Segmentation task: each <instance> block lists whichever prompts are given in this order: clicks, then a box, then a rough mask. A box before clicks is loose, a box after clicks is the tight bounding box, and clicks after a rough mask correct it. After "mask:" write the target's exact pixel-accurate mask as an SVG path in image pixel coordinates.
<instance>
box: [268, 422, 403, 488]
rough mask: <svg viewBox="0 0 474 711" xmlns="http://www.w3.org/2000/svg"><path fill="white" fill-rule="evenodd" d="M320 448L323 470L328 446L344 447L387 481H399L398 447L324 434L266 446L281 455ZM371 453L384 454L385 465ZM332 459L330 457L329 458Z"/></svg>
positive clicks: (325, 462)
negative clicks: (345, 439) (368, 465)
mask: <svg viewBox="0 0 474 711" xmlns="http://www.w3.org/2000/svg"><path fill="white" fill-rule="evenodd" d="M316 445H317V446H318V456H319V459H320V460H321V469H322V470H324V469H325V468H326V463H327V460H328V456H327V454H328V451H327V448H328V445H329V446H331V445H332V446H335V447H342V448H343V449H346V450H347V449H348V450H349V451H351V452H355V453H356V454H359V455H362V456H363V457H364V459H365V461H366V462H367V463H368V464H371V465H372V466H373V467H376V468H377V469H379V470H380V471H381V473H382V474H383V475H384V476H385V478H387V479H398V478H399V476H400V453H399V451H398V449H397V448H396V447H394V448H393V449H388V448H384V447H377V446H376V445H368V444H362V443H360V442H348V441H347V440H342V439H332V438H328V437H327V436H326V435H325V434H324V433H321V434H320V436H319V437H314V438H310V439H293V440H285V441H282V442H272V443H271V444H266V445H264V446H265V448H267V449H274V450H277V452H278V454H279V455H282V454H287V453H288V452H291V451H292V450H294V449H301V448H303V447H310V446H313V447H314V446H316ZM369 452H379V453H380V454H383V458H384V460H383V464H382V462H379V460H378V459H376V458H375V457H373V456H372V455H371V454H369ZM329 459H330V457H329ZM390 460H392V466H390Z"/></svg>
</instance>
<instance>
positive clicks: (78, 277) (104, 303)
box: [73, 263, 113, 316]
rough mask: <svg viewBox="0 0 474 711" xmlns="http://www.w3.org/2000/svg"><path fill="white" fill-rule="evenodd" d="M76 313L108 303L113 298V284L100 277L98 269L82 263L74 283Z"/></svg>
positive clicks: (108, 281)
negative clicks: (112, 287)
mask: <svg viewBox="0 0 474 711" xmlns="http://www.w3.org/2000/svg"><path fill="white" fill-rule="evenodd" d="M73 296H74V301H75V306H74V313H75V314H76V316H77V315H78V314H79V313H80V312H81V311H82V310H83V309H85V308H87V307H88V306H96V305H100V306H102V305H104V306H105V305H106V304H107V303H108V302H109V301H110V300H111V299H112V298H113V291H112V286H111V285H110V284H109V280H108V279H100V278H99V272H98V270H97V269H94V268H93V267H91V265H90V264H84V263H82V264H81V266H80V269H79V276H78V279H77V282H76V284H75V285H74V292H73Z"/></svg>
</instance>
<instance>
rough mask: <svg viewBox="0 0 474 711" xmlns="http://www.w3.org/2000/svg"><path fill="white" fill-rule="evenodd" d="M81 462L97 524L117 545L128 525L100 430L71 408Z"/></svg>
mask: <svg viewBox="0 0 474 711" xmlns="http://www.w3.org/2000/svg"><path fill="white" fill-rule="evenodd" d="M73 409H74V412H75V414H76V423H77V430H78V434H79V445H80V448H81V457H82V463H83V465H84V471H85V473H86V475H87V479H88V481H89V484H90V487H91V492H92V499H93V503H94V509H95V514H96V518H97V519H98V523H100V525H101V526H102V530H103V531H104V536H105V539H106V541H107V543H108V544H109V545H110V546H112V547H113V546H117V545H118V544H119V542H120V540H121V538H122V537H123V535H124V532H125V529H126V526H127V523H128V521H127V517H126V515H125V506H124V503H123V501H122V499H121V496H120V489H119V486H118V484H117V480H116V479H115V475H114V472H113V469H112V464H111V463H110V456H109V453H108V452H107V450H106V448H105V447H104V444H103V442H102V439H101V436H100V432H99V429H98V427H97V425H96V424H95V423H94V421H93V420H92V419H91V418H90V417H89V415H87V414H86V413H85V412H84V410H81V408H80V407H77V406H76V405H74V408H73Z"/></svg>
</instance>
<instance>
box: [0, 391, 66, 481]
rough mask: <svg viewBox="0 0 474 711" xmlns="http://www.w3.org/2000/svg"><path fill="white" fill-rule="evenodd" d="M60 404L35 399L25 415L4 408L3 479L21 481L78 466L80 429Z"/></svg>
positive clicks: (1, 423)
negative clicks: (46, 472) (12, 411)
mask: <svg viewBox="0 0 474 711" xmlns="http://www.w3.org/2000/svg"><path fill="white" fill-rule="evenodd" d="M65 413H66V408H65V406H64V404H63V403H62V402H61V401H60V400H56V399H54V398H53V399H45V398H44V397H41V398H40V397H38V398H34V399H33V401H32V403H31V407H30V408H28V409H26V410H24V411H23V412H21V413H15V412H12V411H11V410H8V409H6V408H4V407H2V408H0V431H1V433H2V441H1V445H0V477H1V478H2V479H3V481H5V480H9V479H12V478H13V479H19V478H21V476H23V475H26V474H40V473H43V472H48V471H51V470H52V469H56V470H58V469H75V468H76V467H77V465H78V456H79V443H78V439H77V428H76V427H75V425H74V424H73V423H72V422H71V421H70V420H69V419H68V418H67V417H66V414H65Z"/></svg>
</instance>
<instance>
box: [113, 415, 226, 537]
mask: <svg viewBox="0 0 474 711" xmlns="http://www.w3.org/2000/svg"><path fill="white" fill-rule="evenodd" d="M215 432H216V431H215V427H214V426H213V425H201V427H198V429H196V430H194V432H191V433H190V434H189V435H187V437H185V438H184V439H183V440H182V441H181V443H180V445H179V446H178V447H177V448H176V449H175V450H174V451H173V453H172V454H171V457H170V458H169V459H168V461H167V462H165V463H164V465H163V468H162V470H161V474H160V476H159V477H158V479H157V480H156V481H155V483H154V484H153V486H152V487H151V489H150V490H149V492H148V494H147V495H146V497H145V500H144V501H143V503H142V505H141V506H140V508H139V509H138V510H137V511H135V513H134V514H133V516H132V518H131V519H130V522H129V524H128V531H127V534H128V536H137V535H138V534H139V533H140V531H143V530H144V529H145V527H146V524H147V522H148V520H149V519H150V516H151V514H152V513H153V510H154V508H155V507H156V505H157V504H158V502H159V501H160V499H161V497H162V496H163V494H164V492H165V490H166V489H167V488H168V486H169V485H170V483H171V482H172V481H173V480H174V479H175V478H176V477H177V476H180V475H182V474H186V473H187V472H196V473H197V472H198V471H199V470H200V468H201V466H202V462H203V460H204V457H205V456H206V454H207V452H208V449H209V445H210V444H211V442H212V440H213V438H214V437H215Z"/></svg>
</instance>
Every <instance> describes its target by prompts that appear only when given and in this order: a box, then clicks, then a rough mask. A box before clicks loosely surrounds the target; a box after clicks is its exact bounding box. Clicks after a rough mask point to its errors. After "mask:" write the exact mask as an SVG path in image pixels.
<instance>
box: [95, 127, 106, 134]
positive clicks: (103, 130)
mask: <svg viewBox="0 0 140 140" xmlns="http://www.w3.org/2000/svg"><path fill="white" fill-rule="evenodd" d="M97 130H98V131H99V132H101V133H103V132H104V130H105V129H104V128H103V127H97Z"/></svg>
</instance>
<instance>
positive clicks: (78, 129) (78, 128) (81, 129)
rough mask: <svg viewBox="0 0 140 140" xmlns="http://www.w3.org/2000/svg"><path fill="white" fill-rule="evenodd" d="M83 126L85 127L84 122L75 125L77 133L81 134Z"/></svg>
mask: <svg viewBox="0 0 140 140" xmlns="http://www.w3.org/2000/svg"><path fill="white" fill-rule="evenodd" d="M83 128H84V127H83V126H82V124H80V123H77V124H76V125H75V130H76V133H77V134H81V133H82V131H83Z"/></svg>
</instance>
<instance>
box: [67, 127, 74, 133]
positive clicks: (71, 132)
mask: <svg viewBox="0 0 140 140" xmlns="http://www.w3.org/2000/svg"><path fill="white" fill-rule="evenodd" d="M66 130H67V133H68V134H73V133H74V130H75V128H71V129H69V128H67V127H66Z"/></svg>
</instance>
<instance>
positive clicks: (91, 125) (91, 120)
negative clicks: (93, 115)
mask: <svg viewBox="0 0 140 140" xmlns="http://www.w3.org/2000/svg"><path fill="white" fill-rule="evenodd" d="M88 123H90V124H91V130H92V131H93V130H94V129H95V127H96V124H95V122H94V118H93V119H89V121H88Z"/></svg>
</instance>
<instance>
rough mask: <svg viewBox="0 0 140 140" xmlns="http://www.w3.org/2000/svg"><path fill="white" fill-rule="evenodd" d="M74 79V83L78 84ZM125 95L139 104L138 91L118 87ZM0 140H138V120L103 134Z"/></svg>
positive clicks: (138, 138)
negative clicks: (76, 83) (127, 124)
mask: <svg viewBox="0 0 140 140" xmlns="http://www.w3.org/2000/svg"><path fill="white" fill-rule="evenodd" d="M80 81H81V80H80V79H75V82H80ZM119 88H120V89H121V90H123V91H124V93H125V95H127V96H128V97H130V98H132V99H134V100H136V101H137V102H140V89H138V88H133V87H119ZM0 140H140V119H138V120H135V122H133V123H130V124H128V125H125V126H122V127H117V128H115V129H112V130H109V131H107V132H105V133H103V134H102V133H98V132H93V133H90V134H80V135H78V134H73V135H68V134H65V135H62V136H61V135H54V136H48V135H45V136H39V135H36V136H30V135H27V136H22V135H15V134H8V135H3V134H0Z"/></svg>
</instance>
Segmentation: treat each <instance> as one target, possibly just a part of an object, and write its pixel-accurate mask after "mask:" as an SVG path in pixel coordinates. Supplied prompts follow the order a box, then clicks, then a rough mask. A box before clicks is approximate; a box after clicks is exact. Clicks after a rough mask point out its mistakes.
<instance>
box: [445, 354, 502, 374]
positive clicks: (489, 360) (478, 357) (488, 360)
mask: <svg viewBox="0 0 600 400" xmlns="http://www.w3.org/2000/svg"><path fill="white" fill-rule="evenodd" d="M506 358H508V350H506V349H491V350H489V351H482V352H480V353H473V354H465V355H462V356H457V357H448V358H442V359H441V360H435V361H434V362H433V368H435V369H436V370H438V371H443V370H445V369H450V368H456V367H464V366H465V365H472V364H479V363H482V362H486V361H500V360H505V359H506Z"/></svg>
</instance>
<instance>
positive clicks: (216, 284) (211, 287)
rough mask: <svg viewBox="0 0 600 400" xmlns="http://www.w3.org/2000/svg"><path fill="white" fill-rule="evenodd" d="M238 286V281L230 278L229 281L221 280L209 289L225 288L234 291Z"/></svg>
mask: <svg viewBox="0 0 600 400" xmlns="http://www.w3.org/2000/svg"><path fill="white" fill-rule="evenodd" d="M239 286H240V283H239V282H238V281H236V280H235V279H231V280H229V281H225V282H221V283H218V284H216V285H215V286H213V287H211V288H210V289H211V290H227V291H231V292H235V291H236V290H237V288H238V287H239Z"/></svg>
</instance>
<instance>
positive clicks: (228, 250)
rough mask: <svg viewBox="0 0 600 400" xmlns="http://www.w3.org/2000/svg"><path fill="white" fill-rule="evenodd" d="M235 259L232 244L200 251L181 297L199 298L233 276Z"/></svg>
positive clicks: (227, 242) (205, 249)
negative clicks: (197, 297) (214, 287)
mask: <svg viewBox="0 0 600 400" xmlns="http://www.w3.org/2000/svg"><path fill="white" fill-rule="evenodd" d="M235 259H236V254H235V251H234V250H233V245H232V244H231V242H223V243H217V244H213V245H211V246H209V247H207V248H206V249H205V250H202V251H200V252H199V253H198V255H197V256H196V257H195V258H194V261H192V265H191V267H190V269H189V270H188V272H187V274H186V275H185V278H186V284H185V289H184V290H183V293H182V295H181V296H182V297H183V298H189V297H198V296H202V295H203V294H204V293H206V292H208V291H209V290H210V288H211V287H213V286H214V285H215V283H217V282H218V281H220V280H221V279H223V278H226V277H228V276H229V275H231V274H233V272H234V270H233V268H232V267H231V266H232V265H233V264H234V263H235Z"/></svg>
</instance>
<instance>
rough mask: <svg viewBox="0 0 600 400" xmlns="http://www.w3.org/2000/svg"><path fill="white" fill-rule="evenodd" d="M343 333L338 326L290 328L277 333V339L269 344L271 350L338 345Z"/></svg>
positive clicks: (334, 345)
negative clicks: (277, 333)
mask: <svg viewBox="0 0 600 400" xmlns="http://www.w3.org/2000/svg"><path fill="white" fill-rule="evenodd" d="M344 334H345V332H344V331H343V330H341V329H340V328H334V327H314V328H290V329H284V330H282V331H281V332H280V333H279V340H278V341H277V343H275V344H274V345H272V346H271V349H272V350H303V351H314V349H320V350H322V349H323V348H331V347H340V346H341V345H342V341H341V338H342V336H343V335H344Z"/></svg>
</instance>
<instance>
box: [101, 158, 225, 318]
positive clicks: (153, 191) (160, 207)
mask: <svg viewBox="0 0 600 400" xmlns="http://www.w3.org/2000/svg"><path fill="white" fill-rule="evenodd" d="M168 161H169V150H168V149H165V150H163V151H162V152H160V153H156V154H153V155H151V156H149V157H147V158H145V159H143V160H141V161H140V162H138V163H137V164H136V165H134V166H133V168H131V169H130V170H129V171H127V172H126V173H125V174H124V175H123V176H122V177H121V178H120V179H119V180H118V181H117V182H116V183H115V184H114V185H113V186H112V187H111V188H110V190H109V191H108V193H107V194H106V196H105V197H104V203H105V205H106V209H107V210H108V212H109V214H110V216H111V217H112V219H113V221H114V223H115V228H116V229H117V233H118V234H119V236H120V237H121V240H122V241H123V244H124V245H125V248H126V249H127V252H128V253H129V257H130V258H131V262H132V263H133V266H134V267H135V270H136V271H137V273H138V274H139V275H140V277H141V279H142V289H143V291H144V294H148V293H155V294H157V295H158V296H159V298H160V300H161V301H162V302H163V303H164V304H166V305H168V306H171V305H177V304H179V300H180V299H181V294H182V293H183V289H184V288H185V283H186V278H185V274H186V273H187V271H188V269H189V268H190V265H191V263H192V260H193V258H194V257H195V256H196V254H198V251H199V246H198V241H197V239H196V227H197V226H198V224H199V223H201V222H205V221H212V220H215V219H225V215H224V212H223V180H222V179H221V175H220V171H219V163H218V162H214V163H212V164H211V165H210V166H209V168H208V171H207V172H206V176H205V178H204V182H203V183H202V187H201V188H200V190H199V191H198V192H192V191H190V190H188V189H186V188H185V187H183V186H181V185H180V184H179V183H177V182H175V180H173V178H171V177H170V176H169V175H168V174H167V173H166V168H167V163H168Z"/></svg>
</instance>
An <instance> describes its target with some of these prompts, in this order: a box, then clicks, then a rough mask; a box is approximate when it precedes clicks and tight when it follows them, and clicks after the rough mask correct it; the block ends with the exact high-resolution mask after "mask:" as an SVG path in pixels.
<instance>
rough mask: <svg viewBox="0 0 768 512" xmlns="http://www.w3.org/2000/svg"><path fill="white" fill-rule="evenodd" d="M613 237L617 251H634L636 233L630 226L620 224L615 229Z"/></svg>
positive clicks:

▬▬▬▬▬▬▬▬▬▬

### Job
Please revise the entries from their first line through the line containing "box: [268, 422, 403, 488]", changing "bounding box" to "enclosing box" and keeping everything else the same. Give back only those lines.

### Response to this task
Segmentation task: each <instance> block lists whichever prompts are given in this order: clicks, then a box, then a rough mask. A box before clicks is loose, a box after clicks is the tight enclosing box, and clicks after a rough mask correct it. After "mask:" write the target's exact pixel-accurate mask as an SVG path in image pixel coordinates.
<instance>
box: [268, 422, 403, 488]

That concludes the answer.